## Passage given
※ ※ ※

It seems to me from some of your other posts that the reason you are trying to avoid adding a primary key to your table is to save space.
Stop thinking like that.
It's a bad idea to make non-standard optimizations like this without having tested them first to see if they actually work. Have you run some tests that shows that you save a significant amount of space in your database by omitting the primary key on this table? Or are you just guessing?
Using a primary key doesn't necessarily mean that you will use more space. Depending on the database, if you omit the primary key it might add a hidden field for you anyway (for example if you don't have a PK in MySQL/InnoDB it adds a hidden clustered index on a synthetic column containing 6 byte row ID values (source)). If you do use a primary key, rather than adding a new column you can just choose some existing columns that you know should be unique anyway. It won't take up any more space, it will just mean that the data will be stored in a different order to make it easier to search.
When you add an index, that index is going to take up extra space, as an index is basically just a copy of a few columns of the table, plus a link back to the row in the original table. Remember that hidden column the database uses when you don't have a PK? Well now it has to use that to find your rows, so you'll get a copy of it in your index too. If you use a primary key then you probably don't need one of your indexes that you would have added, so you're actually saving space here.
Besides all this, some useful database tools just won't work well if you don't have a primary key on your table. You will annoy everyone that has to maintain your database after you are gone.
So tell me, why do you think it's a good idea to NOT have one?
A primary key has nothing to do with whether data can be changed - it's a single point of reference for an entire row, which can make looking up and/or changing data faster.

※ ※ ※

## Source data
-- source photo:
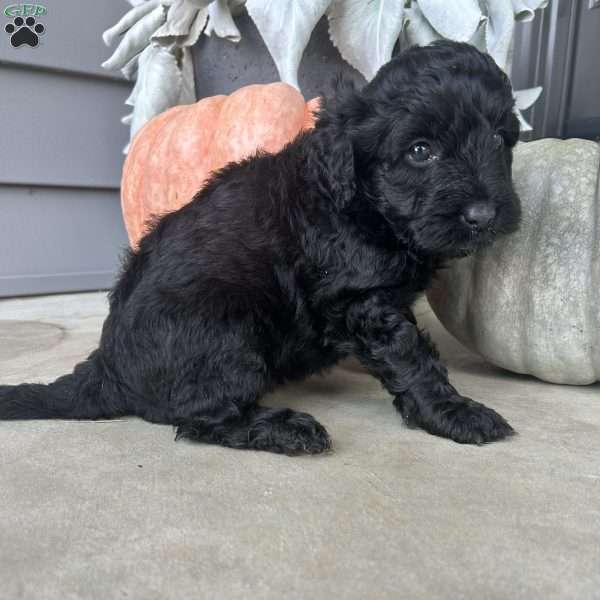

※ ※ ※

## Short task
Reproduce the section of the forum reply on primary keys that begins at the words "When you add" and stops after "saving space here.".

## Response to the task
When you add an index, that index is going to take up extra space, as an index is basically just a copy of a few columns of the table, plus a link back to the row in the original table. Remember that hidden column the database uses when you don't have a PK? Well now it has to use that to find your rows, so you'll get a copy of it in your index too. If you use a primary key then you probably don't need one of your indexes that you would have added, so you're actually saving space here.